▸ **What the exercise asks**
Every line of the data that includes "tree" should be copied out.

▸ **Input for this task**

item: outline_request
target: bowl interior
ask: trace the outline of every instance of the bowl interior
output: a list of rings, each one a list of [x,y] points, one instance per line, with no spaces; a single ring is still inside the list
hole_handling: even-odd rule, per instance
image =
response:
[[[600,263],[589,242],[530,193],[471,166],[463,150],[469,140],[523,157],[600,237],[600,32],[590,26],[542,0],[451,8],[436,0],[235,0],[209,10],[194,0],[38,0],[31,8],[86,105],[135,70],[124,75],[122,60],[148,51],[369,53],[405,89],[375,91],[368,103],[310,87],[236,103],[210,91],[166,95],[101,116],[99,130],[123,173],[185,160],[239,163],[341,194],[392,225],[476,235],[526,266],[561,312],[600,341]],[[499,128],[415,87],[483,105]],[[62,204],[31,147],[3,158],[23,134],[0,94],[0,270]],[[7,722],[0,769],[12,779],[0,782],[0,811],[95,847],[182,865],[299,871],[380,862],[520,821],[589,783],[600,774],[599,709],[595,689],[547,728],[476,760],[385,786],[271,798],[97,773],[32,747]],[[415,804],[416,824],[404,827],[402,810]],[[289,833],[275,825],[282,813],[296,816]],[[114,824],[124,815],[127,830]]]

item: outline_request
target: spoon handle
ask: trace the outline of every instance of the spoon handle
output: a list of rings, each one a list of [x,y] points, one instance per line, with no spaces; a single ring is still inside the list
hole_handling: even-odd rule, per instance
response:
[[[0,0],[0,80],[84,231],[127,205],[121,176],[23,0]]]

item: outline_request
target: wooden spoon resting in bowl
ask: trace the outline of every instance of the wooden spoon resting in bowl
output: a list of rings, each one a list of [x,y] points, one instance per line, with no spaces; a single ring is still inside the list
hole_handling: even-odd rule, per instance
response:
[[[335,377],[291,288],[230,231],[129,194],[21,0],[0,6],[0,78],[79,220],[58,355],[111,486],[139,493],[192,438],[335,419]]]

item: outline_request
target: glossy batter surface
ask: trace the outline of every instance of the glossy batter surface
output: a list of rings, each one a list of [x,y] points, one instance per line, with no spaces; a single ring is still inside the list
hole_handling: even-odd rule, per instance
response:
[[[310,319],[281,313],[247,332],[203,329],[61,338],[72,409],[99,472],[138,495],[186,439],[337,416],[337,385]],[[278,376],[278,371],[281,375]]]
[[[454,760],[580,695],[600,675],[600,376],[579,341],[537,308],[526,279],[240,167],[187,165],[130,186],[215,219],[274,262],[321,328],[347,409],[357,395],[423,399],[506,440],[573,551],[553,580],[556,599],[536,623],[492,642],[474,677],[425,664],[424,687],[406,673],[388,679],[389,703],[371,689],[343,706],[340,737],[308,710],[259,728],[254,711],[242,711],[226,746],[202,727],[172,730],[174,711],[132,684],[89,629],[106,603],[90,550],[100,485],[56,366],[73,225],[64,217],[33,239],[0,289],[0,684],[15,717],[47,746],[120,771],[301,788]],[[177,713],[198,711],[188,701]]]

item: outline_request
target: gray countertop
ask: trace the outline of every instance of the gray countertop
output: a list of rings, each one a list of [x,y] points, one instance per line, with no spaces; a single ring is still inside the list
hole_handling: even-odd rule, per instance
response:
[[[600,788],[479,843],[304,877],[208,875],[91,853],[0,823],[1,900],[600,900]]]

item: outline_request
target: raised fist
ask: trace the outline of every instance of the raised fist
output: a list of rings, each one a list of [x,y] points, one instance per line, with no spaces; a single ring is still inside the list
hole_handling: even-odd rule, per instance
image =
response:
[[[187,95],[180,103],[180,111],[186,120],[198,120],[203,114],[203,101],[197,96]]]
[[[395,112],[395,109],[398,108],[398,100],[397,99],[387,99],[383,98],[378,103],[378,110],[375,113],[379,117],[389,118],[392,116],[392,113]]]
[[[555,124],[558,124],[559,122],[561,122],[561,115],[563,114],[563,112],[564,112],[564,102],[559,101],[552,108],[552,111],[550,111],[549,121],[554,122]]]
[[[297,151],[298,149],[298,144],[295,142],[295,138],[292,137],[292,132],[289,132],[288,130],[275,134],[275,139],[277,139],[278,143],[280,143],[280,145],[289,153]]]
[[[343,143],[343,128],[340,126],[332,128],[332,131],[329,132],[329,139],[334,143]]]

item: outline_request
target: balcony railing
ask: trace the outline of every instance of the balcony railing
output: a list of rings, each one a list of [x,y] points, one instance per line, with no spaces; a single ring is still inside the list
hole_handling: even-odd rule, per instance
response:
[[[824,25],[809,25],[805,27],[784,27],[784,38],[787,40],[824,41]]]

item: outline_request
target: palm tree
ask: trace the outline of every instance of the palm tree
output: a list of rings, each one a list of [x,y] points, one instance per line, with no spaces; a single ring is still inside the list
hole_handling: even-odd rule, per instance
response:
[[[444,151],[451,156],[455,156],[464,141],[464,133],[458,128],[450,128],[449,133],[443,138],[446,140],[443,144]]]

▸ **Response to this task**
target: palm tree
ask: trace the outline of every instance of the palm tree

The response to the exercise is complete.